Trecho apresentado -
Senti que a verdadeira questão ia muito além da exatidão ou inexatidão de algum indivíduo ou até em saber se se pode ou não confiar numa organização ou na sensibilidade e credulidade dos seus membros. Pareceu-me que o fator verdadeiramente importante era como é que tais predições se refletem no fim sobre Deus e sobre a sua Palavra. Quando homens fazem tais vaticínios e dizem que o fazem baseados na Bíblia, constróem argumentos para esse vaticínios a partir da Bíblia, asseveram que eles são o "canal" de comunicação de Deus -- qual é o efeito quando as suas predições falham? Será que isto honra a Deus ou contribui para edificar a fé Nele e confiança na sua palavra? Ou tem o resultado contrário? Não dá motivos adicionais para que alguns se sintam justificados a atribuir pouca importância à mensagem e aos ensinos da Bíblia? Aquelas Testemunhas que fizeram grandes mudanças nas suas vidas em muitos casos podiam ,e foi o que fizeram, remediar a situação e continuar a viver apesar de estarem desiludidas. Mas nem todos o puderam fazer. Contudo, seja qual for o caso, tinham sido provocados sérios danos de várias maneiras.

Em 1976, um ano depois de ter passado aquela data tão amplamente publicitada, alguns membros do Corpo Governante começaram a insistir em que devia ser feita uma declaração reconhecendo que a organização tinha errado, tinha estimulado falsas expectativas. Outros disseram que não concordavam, que isso "só daria munições aos opositores." Milton Henschel recomendou que a coisa sábia a fazer seria simplesmente não mencionar o assunto e que com o tempo os irmãos parariam de falar sobre isso. Claramente, não havia apoio suficiente para uma moção a favor de se fazer uma declaração. Naquele ano, um artigo na Watchtower de 15 de julho [em português: A Sentinela de 15 de janeiro de 1977] referiu-se de fato às expectativas frustradas mas teve de se conformar ao sentimento prevalecente no seio do Corpo Governante, e não foi possível fazer um reconhecimento claro da responsabilidade da organização.

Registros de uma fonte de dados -
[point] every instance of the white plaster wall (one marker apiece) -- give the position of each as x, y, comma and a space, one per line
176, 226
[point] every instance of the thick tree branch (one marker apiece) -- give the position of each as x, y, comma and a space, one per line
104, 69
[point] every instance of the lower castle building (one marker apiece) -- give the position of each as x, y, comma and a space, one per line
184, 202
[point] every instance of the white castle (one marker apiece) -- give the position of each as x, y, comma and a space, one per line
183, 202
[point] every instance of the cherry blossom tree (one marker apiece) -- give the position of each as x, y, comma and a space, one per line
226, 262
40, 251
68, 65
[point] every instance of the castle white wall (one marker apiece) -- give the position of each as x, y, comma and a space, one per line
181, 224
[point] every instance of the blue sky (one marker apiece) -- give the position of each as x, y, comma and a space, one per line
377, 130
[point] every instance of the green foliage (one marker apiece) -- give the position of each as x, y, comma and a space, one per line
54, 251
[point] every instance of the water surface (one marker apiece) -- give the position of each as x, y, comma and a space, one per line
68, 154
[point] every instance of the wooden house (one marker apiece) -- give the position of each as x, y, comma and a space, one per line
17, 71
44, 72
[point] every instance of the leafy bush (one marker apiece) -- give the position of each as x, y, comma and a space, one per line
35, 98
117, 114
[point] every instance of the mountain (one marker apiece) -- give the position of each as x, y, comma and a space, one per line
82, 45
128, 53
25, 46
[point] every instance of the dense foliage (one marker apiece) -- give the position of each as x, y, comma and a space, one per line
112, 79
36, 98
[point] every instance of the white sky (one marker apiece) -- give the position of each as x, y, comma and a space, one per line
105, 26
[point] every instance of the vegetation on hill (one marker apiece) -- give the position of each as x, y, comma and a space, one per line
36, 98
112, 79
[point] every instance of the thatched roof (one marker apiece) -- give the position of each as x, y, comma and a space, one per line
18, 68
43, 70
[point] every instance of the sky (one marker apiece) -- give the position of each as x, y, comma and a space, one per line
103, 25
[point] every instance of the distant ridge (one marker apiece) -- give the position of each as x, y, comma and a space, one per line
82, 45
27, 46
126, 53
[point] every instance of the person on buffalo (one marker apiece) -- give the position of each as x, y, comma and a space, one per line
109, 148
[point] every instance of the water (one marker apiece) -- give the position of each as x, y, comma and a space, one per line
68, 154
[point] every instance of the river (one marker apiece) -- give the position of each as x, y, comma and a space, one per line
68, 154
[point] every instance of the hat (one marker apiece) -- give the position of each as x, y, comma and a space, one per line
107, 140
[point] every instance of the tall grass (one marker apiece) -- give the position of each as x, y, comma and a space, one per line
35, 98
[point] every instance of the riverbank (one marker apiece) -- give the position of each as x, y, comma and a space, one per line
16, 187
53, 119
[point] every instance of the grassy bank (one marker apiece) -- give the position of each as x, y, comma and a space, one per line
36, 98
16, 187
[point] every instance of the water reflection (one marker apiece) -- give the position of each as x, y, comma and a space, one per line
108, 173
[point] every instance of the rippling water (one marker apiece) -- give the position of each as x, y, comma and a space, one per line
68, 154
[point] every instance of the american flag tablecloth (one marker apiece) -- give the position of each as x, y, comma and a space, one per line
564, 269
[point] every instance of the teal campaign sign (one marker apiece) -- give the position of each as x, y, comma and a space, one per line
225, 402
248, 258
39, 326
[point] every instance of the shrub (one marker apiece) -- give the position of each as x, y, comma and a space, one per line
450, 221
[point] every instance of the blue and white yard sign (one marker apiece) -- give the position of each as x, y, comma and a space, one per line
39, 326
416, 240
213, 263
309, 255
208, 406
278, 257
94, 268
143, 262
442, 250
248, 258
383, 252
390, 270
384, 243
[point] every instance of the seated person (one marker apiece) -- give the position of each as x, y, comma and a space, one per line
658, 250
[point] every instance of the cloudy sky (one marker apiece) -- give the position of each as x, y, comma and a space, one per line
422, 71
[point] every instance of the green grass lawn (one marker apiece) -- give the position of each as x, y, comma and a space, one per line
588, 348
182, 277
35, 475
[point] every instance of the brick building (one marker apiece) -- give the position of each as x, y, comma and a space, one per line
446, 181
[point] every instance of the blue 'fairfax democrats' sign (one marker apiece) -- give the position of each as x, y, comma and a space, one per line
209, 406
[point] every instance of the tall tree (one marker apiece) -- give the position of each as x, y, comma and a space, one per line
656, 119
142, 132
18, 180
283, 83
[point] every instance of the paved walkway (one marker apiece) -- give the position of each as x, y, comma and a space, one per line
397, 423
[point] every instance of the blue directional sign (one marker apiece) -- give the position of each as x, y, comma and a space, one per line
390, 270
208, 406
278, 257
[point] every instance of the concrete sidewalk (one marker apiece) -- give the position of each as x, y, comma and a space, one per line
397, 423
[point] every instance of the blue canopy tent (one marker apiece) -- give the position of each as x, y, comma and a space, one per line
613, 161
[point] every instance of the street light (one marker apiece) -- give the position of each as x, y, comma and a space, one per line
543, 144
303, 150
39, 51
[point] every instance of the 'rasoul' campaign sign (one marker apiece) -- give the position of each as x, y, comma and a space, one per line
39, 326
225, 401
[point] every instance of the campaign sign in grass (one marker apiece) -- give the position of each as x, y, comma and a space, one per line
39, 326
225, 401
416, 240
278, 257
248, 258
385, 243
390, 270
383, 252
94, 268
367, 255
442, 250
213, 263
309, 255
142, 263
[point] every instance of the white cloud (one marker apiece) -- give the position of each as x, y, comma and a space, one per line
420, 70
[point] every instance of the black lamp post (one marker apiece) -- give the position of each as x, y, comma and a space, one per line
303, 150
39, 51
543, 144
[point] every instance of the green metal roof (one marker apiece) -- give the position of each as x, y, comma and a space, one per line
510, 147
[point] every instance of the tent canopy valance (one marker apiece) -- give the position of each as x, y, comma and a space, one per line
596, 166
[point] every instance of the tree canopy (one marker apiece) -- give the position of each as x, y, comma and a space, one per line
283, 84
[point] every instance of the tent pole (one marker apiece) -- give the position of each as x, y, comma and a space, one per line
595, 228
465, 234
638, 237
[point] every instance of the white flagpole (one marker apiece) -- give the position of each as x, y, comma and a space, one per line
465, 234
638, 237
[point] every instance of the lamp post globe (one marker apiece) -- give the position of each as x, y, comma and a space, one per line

Lista de atividades -
1) Transcreva, no trecho sobre as predições que falharam, a parte que começa nas palavras "Em 1976, um" e termina logo após "responsabilidade da organização.".
2) Escreva a continuação do trecho sobre as predições que falharam, a partir da última frase apresentada.

Respostas do exercício -
1)
Em 1976, um ano depois de ter passado aquela data tão amplamente publicitada, alguns membros do Corpo Governante começaram a insistir em que devia ser feita uma declaração reconhecendo que a organização tinha errado, tinha estimulado falsas expectativas. Outros disseram que não concordavam, que isso "só daria munições aos opositores." Milton Henschel recomendou que a coisa sábia a fazer seria simplesmente não mencionar o assunto e que com o tempo os irmãos parariam de falar sobre isso. Claramente, não havia apoio suficiente para uma moção a favor de se fazer uma declaração. Naquele ano, um artigo na Watchtower de 15 de julho [em português: A Sentinela de 15 de janeiro de 1977] referiu-se de fato às expectativas frustradas mas teve de se conformar ao sentimento prevalecente no seio do Corpo Governante, e não foi possível fazer um reconhecimento claro da responsabilidade da organização.

2)
Em 1977, o assunto surgiu outra vez numa sessão. Embora tenham sido levantadas as mesmas objeções, foi aprovada uma moção que defendia a inclusão de uma declaração num discurso de um congresso, que Lloyd Barry tinha a responsabilidade de preparar. Percebi que depois os membros do Corpo Governante Ted Jaracz e Milton Henschel falaram com Lloyd acerca do que pensavam do assunto. Seja como for, quando o discurso foi preparado, não foi incluída qualquer referência a 1975. Lembro-me de ter interrogado Lloyd a este respeito e a resposta dele foi que não tinha conseguido encaixar a referência a 1975 no assunto do discurso. Passaram-se quase dois anos e então, em 1979, o Corpo Governante considerou novamente o assunto. Naquela altura tudo indicava que 1975 tinha provocado uma grave "falha na credibilidade."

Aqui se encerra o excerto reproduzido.